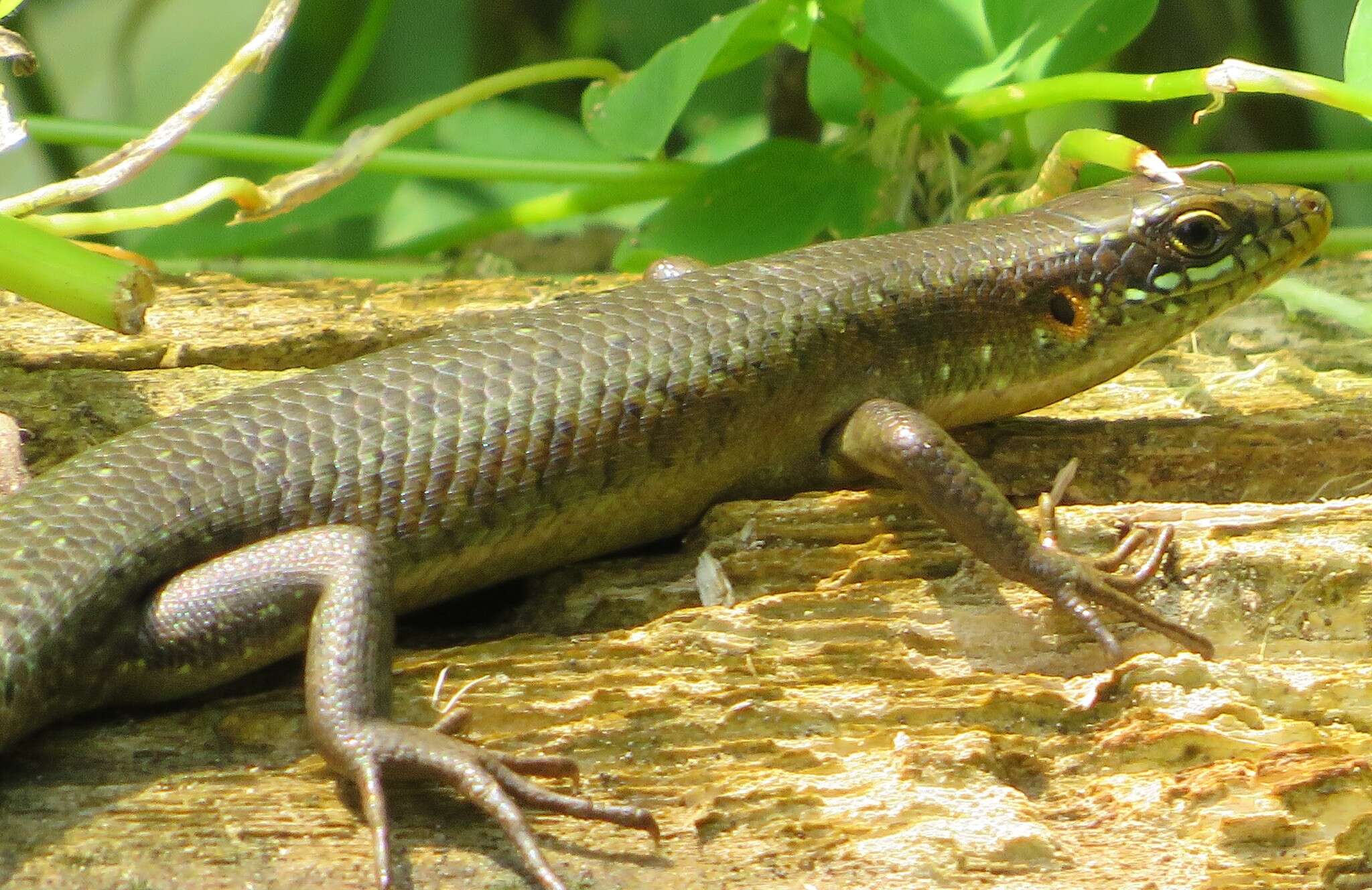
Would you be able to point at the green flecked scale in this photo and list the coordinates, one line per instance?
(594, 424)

--

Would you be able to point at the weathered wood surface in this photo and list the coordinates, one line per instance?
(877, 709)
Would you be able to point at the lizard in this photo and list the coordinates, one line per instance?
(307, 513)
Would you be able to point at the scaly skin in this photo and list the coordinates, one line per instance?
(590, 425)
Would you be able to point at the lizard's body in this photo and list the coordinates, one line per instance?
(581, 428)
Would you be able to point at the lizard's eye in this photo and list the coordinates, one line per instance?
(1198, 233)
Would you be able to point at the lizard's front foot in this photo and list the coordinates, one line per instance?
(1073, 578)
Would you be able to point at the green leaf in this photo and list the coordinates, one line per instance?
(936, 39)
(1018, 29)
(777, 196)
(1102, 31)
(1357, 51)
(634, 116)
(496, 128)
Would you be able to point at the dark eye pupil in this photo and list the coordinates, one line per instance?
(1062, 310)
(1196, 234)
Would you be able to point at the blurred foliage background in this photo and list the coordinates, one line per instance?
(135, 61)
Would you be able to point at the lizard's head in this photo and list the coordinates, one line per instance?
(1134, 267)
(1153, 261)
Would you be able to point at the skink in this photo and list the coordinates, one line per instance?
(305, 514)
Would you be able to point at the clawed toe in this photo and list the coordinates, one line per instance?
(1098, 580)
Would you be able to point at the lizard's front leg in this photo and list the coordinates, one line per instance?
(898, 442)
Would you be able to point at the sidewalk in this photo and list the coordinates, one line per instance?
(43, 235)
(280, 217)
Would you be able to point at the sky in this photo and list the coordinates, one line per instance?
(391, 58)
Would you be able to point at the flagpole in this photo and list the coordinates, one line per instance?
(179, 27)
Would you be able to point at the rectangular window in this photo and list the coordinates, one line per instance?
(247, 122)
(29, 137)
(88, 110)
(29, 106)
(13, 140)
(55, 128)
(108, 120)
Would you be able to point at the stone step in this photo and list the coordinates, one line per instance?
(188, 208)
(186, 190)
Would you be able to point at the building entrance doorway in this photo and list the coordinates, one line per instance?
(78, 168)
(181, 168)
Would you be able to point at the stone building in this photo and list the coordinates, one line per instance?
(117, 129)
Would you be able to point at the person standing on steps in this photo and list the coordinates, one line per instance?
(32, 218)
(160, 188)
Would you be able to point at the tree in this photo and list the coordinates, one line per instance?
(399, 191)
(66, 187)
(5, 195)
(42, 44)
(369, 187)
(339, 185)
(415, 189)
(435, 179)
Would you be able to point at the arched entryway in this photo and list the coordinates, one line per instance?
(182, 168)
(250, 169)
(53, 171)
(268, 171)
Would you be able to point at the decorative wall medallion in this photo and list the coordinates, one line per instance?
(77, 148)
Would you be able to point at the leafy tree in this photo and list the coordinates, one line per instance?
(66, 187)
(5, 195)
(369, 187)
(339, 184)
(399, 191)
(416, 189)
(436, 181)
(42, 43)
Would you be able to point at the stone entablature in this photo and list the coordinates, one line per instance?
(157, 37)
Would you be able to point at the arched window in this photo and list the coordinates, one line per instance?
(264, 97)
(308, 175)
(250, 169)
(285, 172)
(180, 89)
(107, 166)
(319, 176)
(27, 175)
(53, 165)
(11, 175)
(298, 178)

* [JOB]
Reproduce the listing from the line with "Would you be able to point at the lizard in" to the line with "(1196, 234)", swapping "coordinates" for "positions" and leaving everything else unchanged.

* [SOLUTION FOR THIS TASK]
Would you be able to point at the lizard in this photo and list the positions, one line per instance?
(307, 513)
Would you be able to point at the scaly skin in this photo and list the positions, one line per instance?
(590, 425)
Would you be able to point at the lizard's body in this photo and list the positions, one line per instance?
(581, 428)
Would you be able to point at the lizard's eye in this photo and list the positions, one line per instance?
(1198, 233)
Would you be able to point at the lizard's front foot in this photo and list the positions, one line per instance?
(1073, 578)
Would you be able to point at the green leaf in this photo and list the positions, one line per instance?
(936, 39)
(1018, 29)
(777, 196)
(1102, 31)
(1357, 51)
(634, 116)
(496, 128)
Would you be able to point at the dark eye pupil in this photo and list the positions, one line per instance?
(1062, 310)
(1196, 234)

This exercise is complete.